Assignment: Write out the full listing, matching it line for line.

─── Input data ───

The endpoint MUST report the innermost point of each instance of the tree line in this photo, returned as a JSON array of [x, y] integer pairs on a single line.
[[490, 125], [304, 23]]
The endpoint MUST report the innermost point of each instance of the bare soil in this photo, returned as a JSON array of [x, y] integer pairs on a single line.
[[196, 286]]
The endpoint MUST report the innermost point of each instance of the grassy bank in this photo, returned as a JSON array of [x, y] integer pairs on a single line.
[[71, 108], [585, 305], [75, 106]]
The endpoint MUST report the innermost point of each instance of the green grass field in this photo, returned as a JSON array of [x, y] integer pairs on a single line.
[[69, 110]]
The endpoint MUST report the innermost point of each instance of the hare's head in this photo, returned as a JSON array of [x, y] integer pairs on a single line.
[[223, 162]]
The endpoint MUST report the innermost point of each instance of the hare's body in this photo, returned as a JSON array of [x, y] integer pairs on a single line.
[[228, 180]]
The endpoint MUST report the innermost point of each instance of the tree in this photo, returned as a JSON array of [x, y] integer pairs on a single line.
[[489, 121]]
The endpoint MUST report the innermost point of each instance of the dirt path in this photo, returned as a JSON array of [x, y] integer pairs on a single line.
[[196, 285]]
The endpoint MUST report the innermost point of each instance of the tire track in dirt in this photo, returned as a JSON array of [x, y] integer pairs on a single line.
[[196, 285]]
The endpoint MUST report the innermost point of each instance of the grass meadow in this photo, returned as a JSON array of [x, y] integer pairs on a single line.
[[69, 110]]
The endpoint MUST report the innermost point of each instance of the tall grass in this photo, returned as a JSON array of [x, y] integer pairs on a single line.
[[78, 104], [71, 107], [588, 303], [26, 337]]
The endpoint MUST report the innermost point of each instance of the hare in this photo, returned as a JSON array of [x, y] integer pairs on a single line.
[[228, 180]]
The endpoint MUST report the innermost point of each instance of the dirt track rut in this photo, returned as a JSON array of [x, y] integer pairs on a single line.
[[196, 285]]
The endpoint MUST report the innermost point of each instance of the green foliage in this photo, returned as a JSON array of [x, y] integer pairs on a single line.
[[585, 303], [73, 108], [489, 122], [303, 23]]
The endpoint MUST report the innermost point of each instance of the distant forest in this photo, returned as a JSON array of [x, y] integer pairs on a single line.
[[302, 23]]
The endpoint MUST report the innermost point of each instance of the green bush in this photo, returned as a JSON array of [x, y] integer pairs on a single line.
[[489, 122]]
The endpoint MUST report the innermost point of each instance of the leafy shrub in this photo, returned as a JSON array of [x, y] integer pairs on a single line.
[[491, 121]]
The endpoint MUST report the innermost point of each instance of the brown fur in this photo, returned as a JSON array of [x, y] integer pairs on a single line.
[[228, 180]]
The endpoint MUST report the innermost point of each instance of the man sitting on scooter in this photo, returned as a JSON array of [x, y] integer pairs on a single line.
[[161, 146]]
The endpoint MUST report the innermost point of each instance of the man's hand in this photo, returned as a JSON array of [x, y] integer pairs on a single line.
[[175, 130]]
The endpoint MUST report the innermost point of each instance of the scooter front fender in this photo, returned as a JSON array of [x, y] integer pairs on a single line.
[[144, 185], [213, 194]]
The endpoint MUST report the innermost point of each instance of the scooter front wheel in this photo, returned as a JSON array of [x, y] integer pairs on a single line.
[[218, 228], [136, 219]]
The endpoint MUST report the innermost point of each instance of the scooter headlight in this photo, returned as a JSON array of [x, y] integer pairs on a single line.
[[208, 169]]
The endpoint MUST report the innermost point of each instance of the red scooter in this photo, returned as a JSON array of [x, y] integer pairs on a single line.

───

Problem solution:
The endpoint MUST report the innermost point of each instance of the tree line in this photo, returned as a JSON array of [x, y] integer pairs on a single line.
[[490, 125], [304, 23]]
The endpoint MUST report the innermost point of each instance of the bare soil in this photo, returned as a JSON array of [x, y] integer pairs on a single line.
[[196, 286]]
The endpoint MUST report the innermost point of each instance of the grassy bank in this photo, returned as a JSON array of [x, y] integer pairs on a single line.
[[71, 108], [585, 305], [75, 106]]
The endpoint MUST report the innermost point of each instance of the green grass field in this photo, returned as a JSON array of [x, y] integer pairs on a single line.
[[69, 110]]
The endpoint MUST report the innermost point of each instance of the hare's head in this photo, returned as a JSON array of [x, y] integer pairs on a single line.
[[223, 162]]
The endpoint MUST report the innermost point of each instance of the hare's body in this photo, returned as a JSON array of [x, y] integer pairs on a single line.
[[228, 180]]
The endpoint MUST report the innermost point of each instance of the tree in this photo, returned as a JSON array of [x, y] integer pairs on a single line.
[[489, 121]]
The endpoint MUST report the innermost point of each instance of the dirt path in this photo, returned as a JSON array of [x, y] integer pairs on a single line.
[[196, 285]]
The endpoint MUST report the innermost point of each instance of the tire track in dirt in this photo, returned as a JSON array of [x, y] integer pairs on a single line.
[[196, 285]]
The endpoint MUST report the innermost point of each instance of the grass meadow in this photo, returned as a JSON array of [x, y] integer pairs on a single line.
[[69, 110]]
The endpoint MUST report the innermost point of each instance of the tall grass in this photo, returned as a JSON array of [x, y] integer pairs on a single line.
[[78, 104], [71, 107], [588, 303], [26, 337]]
The endpoint MUST report the innermost point of each instance of the hare in this photo, returned as a JSON array of [x, y] integer pairs on a single line.
[[228, 180]]
The endpoint MUST report the innermost point of each instance of the dirt track rut in this photo, returned as a JSON array of [x, y] integer pairs on a single line.
[[196, 285]]
The endpoint MUST report the innermost point of each instance of the green foliage in this photo, returned as a JSON array of [x, y] integer pairs on a single line.
[[585, 303], [73, 108], [489, 122], [303, 23]]
The endpoint MUST report the innermost point of each instance of the distant forest in this photo, returned as a JSON array of [x, y] integer pairs on a single line.
[[302, 23]]
The endpoint MUST report the innermost point of each instance of the green bush in this photo, returned as a JSON array of [x, y] integer pairs on a single line.
[[489, 122]]
The endpoint MUST report the innermost point of each instance of the leafy shrub in this photo, returned as a JSON array of [x, y] integer pairs on a single line.
[[491, 121]]
The endpoint MUST report the innermost point of each instance of the brown fur in this photo, returned as a JSON array of [x, y] integer pairs on a single line.
[[228, 180]]
The endpoint MUST report the innermost point of each instance of the man sitting on scooter in this photo, returned as a JSON array of [x, y] integer pairs on a single line.
[[161, 146]]
The endpoint MUST report the innermost point of each instance of the man's hand in this photo, returned as a JSON array of [x, y] integer pairs on a single line.
[[175, 130]]
The endpoint MUST report the innermost point of each instance of the scooter front fender in this photo, returned as a JSON array of [x, y] integer pairs on a single line.
[[144, 185], [213, 194]]
The endpoint MUST report the innermost point of each instance of the scooter front wheel in this photo, returned as a JSON array of [x, y] integer pairs on a single line.
[[218, 228], [136, 219]]
The endpoint MUST report the innermost point of each instance of the scooter headlight in this photo, returned as a JSON array of [x, y] integer pairs on a single line.
[[208, 169]]
The endpoint MUST report the innermost point of each instance of the red scooter in this photo, returned as a JSON array of [x, y] integer pairs on a single line.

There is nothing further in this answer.